__Problem to work on__. All lines from the one containing "[point] every instance of the green" through the end of the entries below should appear in the answer exactly, with no others.

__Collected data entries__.
-=-=-=-=-

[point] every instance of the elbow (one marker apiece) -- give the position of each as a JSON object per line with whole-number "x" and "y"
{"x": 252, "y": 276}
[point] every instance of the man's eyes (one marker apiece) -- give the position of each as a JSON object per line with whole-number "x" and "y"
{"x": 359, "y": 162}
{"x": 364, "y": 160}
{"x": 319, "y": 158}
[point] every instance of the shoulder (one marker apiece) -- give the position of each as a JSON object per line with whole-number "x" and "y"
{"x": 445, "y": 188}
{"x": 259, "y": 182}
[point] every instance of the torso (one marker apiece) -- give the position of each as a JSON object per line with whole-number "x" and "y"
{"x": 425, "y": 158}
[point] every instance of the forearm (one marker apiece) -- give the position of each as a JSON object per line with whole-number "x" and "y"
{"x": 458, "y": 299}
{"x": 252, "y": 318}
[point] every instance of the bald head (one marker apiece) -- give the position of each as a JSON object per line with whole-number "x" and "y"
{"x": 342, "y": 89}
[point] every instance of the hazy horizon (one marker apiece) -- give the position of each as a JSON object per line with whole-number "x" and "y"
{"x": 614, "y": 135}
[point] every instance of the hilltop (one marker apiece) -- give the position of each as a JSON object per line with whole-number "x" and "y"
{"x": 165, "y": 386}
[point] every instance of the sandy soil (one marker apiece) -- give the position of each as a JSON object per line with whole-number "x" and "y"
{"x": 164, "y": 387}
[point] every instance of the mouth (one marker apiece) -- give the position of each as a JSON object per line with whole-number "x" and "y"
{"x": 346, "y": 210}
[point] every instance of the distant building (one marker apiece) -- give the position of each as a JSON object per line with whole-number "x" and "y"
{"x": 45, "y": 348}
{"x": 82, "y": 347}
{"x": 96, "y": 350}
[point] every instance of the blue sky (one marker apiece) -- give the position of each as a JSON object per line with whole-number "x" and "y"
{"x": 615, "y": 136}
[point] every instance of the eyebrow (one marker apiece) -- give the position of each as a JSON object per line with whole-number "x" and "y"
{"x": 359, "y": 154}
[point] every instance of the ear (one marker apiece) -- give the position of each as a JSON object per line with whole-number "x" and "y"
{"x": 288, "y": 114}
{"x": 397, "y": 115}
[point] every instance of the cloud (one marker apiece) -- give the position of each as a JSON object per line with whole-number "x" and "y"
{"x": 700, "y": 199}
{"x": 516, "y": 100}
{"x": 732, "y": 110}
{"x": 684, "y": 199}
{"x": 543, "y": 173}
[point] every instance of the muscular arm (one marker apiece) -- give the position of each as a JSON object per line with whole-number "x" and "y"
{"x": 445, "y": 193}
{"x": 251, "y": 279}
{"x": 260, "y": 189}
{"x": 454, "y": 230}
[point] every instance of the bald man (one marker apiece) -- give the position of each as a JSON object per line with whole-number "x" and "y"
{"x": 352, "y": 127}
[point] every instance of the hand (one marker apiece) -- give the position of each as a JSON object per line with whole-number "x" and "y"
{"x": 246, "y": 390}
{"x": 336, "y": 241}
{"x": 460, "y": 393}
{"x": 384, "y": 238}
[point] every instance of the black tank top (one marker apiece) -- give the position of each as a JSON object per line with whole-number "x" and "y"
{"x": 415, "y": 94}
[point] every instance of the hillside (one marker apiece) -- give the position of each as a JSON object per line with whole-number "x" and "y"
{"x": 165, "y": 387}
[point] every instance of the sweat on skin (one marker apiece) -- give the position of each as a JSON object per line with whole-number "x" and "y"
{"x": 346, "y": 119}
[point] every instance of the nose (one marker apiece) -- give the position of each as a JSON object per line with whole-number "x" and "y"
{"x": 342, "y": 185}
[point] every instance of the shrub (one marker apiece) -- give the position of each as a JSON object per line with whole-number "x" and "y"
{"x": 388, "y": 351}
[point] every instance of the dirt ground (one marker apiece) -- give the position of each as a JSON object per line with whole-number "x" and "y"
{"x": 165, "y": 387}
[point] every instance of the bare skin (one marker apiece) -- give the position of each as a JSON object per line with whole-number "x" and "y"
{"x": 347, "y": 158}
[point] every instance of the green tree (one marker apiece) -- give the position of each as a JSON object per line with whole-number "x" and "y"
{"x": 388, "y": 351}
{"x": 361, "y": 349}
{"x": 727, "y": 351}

-=-=-=-=-

__Result of this exercise__.
[point] every instance of the green tree (one marker apiece) -- give the position of each as a JSON object per line with whole-number "x" and "y"
{"x": 388, "y": 351}
{"x": 361, "y": 349}
{"x": 727, "y": 351}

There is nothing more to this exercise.